EXCERPT
--------------------------------
UNC Center for Civil Rights

The UNC Center for Civil Rights is housed in the Van Hecke-Wettach Building. (UNC School of Law photo by Dan Sears ’74)

Lawyers who work in the UNC Center for Civil Rights have sued the Pitt County Board of Education over what they call resegregation of schools, have challenged the fairness of counties’ housing and zoning regulations in North Carolina, and have gone to bat for people who were sterilized by the state against their will.

Carolina’s law school asserts that the 16-year-old center is vital to its mission to produce lawyers who are ready for the courtroom and that such real-world legal action is not unusual among American law schools.

Some members of the UNC System Board of Governors have said they believe centers should not be involved in suing the state or government entities within it. Other members have expressed support for the center’s mission. The issue, which has unfolded over several months, appears headed for a showdown in August. A Board of Governors’ committee is scheduled to consider it in a special meeting Aug. 1; the full board is expected to consider it in September.


“We respectfully submit that the attack on the UNC Center for Civil Rights is ideological hostility
to the substantive work of the center masquerading as academic principle.”
–Theodore Shaw, director of the UNC Center for Civil Rights

In a February memo to fellow BOG members, Steven Long ’82 proposed a policy change that UNC System centers be prohibited from engaging in litigation. Long, a Raleigh lawyer and chair of the Board of Governors’ University Governance Committee, wrote that “[f]iling legal actions against the State or city and county governments is far outside the primarily academic purpose of UNC centers. So too is the representation of private parties by full-time university center employees (as opposed to law students as part of a law clinic program where student education is the primary focus).”

Long was careful to distinguish the center from law school clinics, which give students hands-on experience in a variety of legal fields. Such clinics are not covered in the proposed policy change.

News of the proposed change has generated a flood of public comment, and the law school and the center are girded for a fight.

In response to a number of questions from individual Board of Governors’ members, the center in May issued a 56-page report about its mission written by a committee appointed by Chancellor Carol L. Folt and chaired by Mark W. Merritt ’79, vice chancellor and general counsel for the University.

The center’s litigation and related advocacy, the report said, “has deepened its research insights and its national prestige — even as its training simultaneously has provided law students with otherwise unattainable tutelage in how to be conscientious advocates.”
--------------------------------
DESCRIPTION OF THE TASK
Reproduce, word for word, the stretch of the excerpt on the UNC Center for Civil Rights from "Carolina’s law school" through "it in September.".

RECORDED INFORMATION
--------------------------------
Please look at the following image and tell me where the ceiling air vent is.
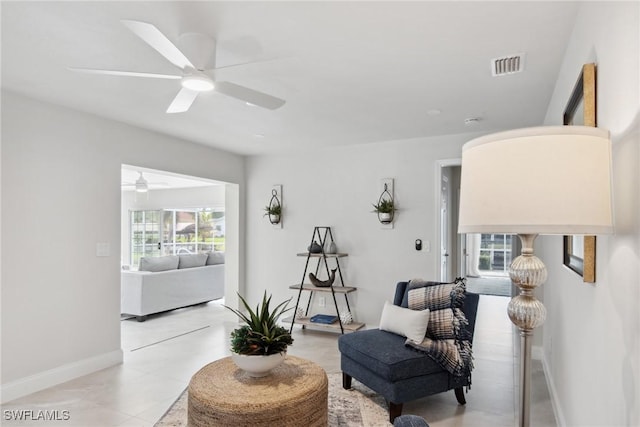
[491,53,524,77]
--------------------------------
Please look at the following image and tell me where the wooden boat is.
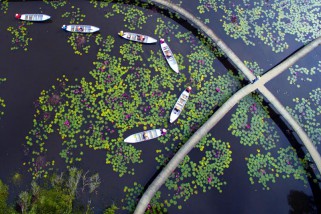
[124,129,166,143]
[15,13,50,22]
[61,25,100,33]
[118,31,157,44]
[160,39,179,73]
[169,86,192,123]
--------------------------------
WRITTEN ANSWER
Carolina’s law school asserts that the 16-year-old center is vital to its mission to produce lawyers who are ready for the courtroom and that such real-world legal action is not unusual among American law schools.

Some members of the UNC System Board of Governors have said they believe centers should not be involved in suing the state or government entities within it. Other members have expressed support for the center’s mission. The issue, which has unfolded over several months, appears headed for a showdown in August. A Board of Governors’ committee is scheduled to consider it in a special meeting Aug. 1; the full board is expected to consider it in September.